• _Selected extract_
_____

I always try to keep it fun, because once I made it a little too rigid and obligatory, some of the joy started leaving. Take a little pouch with money and your phone if possible and always always have a dry bag that works as a flotation device to let boaters know that you’re in the water.


Agios Petros Beach


This is the only beach with easy parking, so for a few euros a day park your car here and this is the last drivable beach in Paleo. There’s a café with beach lounges on different levels with a gorgeous view. If the water is calm you can start with short swims from this beach and stay along the rocks to the left following the rocks all the way around to Agios Spiridon Beach. If the water is calm enough, this is a great first swim. It’s an absolute underwater world and you can see all the way down to the bottom between 30 and 40 meters the entire way. The first time I did it by accident and thought it was an amazing feat. Within two weeks this became a warmup. For a super short fun swim, go right, instead of left, and head over to Ampelaki Beach (6 to 15 minutes and a moderate swim with calm water). You can also kayak here and keep going to the stunning Kastelli Beach and swim with thousands of fish.



Agios Spiridon Beach to Spiros Beach


When you’re ready for the next step, repeat the same swim but keep swimming to Spiros Beach (bypassing Beach Paleokastritsa). Cross the bay to save time if you don’t need to always see the bottom, if you’re really brave. I’m not. So in each bay you may want to grab a snack, rest, or warm up. Head over to the Tango Café to watch the sunset. If you’re fortunate you can land a table outside overlooking the bay.




Spiros Beach to Agia Triada Beach


You can either keep swimming to the next bay or get your dry bag and walk along the road to the next beach where there is a beach bar and restaurant. Akron Beach Bar and Poseidon Restaurant are on Afia Triada Beach with quite a little scene.





Agia Triada to La Grotta Bar and Cove

Each major turn holds a new landscape, an unseen adventure, new caves, formations that begin to seem like their own planets. For La Grotta you want to get there early because even in summer it loses sun at 3p.m.


It’s a light party scene, but they have a diving board that proves lots of fun. This is always a great place to start a swim to the next few beaches we’re about to discover.

La Grotta to the Acapulco Bar

Both are on the water, at least in theory. From La Grotta I swim to one of my favorite spots on the island, the Acapulco Bar. It’s also a chill hotel that is generally filled with British people, but they have a four-tier outdoor lounging system that never seems very crowded with the best possible views of this island imaginable. You can also drive here. There are reasonably small rocks/cliffs to jump from, which are a blast. They have miniature bottles of wine and this is the best place to relax before making that two-minute swim over to Liapades Beach and renting a kayak to paddle all the way down the coast until you hit the ultimate, Paradise Beach, discovering the most stunning points on the island within a 45-minute kayak. I love taking a kayak because you and your partner can take turns swimming while one kayaks for those super long trips.


Liapades to Glyko and Rovinia Beaches


From Liapades, swimming or kayaking to Glyko Beach and Rovinia is pretty simple if the waves are calm enough. My first day trying this route, the sea was stirred up and it was pretty awful. From Rovinia you can swim or paddle to the famous Limni Beach that literally connects on both sides with just a little patch of land.

_____

• _Required tasks_
1. Copy out the part of the beach swimming guide from "Spiros Beach to" up to and including "a little scene.".
2. List every section heading in the beach swimming guide, in the order they appear.
3. Answer these questions from the beach swimming guide:
(a) On the swim along the rocks from Agios Petros Beach, how far down can you see to the bottom?
(b) At what time does La Grotta lose sun, even in summer?
(c) What kind of lounging setup does the Acapulco Bar have outdoors?
The items after this come from a separate source with no tie to the beach swimming guide.

_____

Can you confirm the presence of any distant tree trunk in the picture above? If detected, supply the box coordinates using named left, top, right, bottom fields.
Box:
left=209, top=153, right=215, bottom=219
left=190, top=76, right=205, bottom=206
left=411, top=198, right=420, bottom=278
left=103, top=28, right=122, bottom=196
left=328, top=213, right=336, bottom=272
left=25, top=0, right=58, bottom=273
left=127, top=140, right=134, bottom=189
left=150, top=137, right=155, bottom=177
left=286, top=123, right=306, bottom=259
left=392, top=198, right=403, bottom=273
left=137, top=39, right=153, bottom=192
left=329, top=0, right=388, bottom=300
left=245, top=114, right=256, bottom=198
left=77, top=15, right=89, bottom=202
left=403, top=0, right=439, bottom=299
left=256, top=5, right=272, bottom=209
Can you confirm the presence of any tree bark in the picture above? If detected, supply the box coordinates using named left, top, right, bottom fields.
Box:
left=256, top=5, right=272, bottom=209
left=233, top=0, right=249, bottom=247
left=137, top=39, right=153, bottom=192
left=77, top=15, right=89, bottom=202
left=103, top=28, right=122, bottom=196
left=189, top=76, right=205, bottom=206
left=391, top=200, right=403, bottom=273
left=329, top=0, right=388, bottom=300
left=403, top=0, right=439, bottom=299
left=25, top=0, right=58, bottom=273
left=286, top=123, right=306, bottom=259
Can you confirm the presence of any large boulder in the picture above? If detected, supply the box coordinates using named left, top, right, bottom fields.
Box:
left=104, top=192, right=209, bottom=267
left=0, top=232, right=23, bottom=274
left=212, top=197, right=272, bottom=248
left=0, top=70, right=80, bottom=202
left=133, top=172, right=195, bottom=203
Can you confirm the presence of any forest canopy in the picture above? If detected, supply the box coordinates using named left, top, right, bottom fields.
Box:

_____

• _Replies_
1.
Spiros Beach to Agia Triada Beach


You can either keep swimming to the next bay or get your dry bag and walk along the road to the next beach where there is a beach bar and restaurant. Akron Beach Bar and Poseidon Restaurant are on Afia Triada Beach with quite a little scene.

2.
Agios Petros Beach
Agios Spiridon Beach to Spiros Beach
Spiros Beach to Agia Triada Beach
Agia Triada to La Grotta Bar and Cove
La Grotta to the Acapulco Bar
Liapades to Glyko and Rovinia Beaches

3.
(a) Between 30 and 40 meters.
(b) At 3 p.m.
(c) A four-tier outdoor lounging system.